__TEXT SECTION__.

>>>>>

Disparities

Florin Langer - Ecuador


February 28, 2014

I have two homes in Ecuador, one in El Tambo and one in Cuenca. My host parents and I live in El Tambo during the week and my host siblings in Cuenca for school. I end up traveling between the two a few times a week. Although they are only seventy kilometers apart, the sharply defined distinctions between them would suggest they are farther. Going from one to the other feels almost as if crossing a border and entering another country.

These stark contrasts are immediately apparent from a glance at both houses. My house in El Tambo is fused with its surroundings: the tiendas on both sides which share doors into my house, the homes of both of my host parents’ families just a few steps away, and the closely knit community that is so obviously well-developed. When you walk into my home in El Tambo, it is immediately clear this is a family home, one that has been taken care of all its life, furnished with carefully picked fittings, composed of colored walls lined with family photos and figurines, and kept up with meticulous care.

In contrast, my house in Cuenca isolates itself from its surroundings, safely tucked behind an electric gate guarded by security cameras and patrolling sentries. Inside of that gate, my house is almost indistinguishable from the cluster of houses that surrounds it, all of which bare the exact same resemblance: the same white paint, the same driveways, and the same windows, all shielded from the “dangers” that await outside. It’s not necessary to go inside of my house to know that the interior looks the same as all the others with the same layout, the same tiled floors, the same white walls, and the same rooms.

<<<<<

__SOURCE INFORMATION__.
>>>>>

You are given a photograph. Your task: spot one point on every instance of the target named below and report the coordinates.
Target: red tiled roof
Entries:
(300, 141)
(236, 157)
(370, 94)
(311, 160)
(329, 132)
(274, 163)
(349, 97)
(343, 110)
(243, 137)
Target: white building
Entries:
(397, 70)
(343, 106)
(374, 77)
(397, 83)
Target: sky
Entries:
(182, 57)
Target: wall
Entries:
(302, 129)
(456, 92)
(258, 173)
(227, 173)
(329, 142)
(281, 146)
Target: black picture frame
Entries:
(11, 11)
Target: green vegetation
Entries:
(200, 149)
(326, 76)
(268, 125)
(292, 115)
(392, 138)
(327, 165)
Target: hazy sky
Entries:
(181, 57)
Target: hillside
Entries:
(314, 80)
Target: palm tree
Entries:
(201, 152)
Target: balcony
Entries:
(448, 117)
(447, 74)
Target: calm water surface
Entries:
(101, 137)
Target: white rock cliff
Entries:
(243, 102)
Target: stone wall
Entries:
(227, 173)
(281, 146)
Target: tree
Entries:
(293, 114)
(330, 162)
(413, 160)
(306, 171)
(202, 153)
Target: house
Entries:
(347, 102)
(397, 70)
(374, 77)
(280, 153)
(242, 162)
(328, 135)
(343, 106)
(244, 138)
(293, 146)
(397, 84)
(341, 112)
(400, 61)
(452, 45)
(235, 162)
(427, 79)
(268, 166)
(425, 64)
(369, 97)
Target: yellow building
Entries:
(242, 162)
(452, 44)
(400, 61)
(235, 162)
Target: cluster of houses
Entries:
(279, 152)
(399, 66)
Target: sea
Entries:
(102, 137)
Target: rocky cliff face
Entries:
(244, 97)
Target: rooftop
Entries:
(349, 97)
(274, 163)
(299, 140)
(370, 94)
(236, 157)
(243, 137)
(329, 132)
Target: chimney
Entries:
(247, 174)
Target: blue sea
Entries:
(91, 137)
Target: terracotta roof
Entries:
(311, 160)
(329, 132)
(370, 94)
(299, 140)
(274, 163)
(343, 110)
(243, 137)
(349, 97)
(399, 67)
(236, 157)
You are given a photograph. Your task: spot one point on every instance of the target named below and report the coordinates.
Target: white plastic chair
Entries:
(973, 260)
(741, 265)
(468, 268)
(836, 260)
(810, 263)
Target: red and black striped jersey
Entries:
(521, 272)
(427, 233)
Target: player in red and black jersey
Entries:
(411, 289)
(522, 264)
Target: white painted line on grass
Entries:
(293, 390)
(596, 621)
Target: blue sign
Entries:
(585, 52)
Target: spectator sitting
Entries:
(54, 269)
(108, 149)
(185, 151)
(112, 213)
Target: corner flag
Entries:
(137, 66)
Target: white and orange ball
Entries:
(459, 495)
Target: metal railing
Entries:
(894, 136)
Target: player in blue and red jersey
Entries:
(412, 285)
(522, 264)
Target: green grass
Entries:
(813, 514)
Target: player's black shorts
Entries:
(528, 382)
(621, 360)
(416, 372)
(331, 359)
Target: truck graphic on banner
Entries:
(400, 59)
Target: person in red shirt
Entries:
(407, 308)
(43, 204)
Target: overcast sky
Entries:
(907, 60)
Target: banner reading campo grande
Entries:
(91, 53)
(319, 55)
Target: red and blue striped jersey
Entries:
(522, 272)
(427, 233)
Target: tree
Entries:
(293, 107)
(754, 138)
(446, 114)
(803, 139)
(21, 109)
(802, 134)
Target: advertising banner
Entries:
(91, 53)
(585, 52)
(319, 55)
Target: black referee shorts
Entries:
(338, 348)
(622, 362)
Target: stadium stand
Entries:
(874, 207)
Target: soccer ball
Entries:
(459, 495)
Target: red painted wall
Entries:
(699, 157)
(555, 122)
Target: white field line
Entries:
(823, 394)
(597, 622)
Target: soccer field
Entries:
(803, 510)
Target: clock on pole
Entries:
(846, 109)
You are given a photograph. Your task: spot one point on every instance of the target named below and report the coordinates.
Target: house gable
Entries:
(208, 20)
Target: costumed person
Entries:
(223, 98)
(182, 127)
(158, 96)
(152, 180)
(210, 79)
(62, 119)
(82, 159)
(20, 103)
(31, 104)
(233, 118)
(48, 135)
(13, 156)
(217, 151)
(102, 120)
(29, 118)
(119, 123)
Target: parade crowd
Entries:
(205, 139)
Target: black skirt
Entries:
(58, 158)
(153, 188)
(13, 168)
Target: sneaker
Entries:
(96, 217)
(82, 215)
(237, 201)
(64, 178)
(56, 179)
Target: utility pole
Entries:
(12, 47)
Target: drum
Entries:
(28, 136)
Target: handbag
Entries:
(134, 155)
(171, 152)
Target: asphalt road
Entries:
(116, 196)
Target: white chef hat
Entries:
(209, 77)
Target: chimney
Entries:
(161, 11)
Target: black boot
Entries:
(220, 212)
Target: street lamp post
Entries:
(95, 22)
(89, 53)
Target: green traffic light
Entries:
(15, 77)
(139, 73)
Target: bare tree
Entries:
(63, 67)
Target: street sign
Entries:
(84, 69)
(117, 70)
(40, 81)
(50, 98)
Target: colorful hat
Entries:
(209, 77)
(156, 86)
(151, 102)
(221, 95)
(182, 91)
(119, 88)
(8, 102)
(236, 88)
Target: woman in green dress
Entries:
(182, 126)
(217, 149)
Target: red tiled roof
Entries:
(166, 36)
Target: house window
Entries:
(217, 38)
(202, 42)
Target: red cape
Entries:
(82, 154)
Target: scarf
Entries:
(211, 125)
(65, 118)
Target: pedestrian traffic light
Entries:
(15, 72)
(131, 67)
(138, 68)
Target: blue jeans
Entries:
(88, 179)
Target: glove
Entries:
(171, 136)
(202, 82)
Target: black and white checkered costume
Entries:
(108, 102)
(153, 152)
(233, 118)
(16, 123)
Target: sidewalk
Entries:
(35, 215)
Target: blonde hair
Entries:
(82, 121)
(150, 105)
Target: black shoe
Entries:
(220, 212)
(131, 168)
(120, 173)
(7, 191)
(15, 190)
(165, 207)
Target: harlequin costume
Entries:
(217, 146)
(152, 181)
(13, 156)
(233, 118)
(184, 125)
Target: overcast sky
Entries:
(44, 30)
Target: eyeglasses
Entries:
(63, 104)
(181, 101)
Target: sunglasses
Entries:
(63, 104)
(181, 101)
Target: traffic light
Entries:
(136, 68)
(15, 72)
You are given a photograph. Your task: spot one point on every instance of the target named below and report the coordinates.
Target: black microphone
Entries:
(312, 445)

<<<<<

__ACTION ITEM 1__.
Answer these questions from the Disparities text, one line each:
(a) How many kilometers apart are El Tambo and Cuenca?
(b) Who lives in Cuenca for school?
(c) What is the house in Cuenca tucked behind?
__ACTION ITEM 2__.
Decide whether each statement agrees with the Disparities text. Answer yes or no, and quote the words that settle it.
(a) The host parents live in Cuenca during the week.
(b) The tiendas beside the El Tambo house share doors into it.
(c) The house in Cuenca has colored walls.

__EXERCISE ANSWER 1__.
(a) Seventy kilometers.
(b) The host siblings.
(c) An electric gate guarded by security cameras and patrolling sentries.

__EXERCISE ANSWER 2__.
(a) No: "My host parents and I live in El Tambo during the week"
(b) Yes: "the tiendas on both sides which share doors into my house"
(c) No: "the same tiled floors, the same white walls, and the same rooms"